[Start of Attachment]

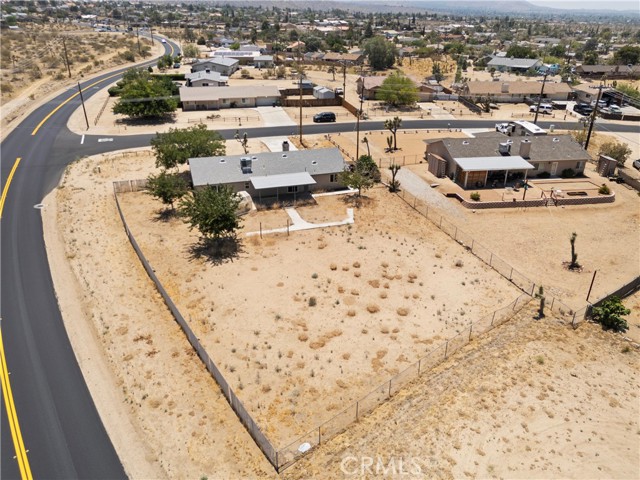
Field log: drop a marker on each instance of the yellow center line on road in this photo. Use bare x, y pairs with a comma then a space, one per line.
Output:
5, 190
14, 426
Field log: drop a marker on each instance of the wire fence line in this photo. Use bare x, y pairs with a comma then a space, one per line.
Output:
290, 454
467, 241
236, 405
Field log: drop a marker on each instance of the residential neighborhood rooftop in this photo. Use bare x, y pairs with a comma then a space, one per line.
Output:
227, 169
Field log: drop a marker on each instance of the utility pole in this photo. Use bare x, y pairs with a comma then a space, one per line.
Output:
593, 114
300, 85
358, 126
544, 80
86, 119
66, 58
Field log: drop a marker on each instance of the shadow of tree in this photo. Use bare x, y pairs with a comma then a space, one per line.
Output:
217, 251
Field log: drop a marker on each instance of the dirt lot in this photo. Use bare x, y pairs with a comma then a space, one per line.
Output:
531, 399
334, 311
536, 240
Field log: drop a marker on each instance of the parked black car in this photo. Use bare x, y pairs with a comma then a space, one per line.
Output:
324, 117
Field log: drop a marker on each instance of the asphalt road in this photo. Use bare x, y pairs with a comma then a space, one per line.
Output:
61, 428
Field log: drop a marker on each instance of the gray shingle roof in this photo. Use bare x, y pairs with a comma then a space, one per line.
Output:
543, 148
227, 169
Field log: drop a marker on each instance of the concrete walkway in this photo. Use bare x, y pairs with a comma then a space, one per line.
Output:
274, 144
274, 116
298, 223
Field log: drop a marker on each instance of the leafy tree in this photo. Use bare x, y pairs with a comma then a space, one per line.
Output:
436, 71
397, 90
362, 176
190, 50
167, 187
618, 150
144, 96
610, 314
627, 55
381, 54
213, 211
574, 256
393, 124
176, 146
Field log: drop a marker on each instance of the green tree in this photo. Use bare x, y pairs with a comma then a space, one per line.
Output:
176, 146
618, 150
190, 50
213, 211
394, 186
362, 176
381, 54
144, 96
610, 314
166, 187
393, 124
398, 90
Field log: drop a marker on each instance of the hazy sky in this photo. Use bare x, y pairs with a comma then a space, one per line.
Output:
590, 4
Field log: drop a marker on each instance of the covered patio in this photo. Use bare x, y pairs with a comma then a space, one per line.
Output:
481, 172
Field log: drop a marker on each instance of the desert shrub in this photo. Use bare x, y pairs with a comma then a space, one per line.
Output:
609, 314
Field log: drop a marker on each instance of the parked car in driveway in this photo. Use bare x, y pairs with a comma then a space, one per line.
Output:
324, 117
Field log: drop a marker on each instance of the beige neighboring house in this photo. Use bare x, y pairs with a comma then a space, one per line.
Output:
207, 98
368, 86
515, 92
206, 78
494, 159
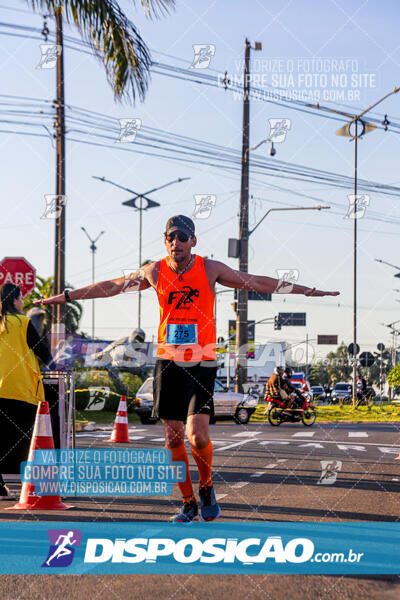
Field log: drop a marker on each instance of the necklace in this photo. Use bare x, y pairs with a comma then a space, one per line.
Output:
181, 271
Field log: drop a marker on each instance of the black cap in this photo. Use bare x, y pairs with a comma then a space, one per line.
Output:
180, 223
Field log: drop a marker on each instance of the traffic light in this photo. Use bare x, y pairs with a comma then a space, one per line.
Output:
277, 324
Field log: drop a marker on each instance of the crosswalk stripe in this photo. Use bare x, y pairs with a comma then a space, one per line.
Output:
264, 443
247, 434
389, 450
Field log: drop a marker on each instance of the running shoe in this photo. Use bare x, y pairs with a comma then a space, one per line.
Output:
189, 513
209, 506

[End of Attachment]

YOUR OBJECTIVE: Only lines holding the word "parked" are wanted; copy each one from the listing.

RESPONSE BELOW:
Field log: drop a marker on each instance of the parked black car in this photo. Use bare x, y pairs with a comma then a space, one per line.
Field log: drop a marker on each instance of the parked car in driveway in this photo. Use bare x, y pairs with a comma then a space, one per line.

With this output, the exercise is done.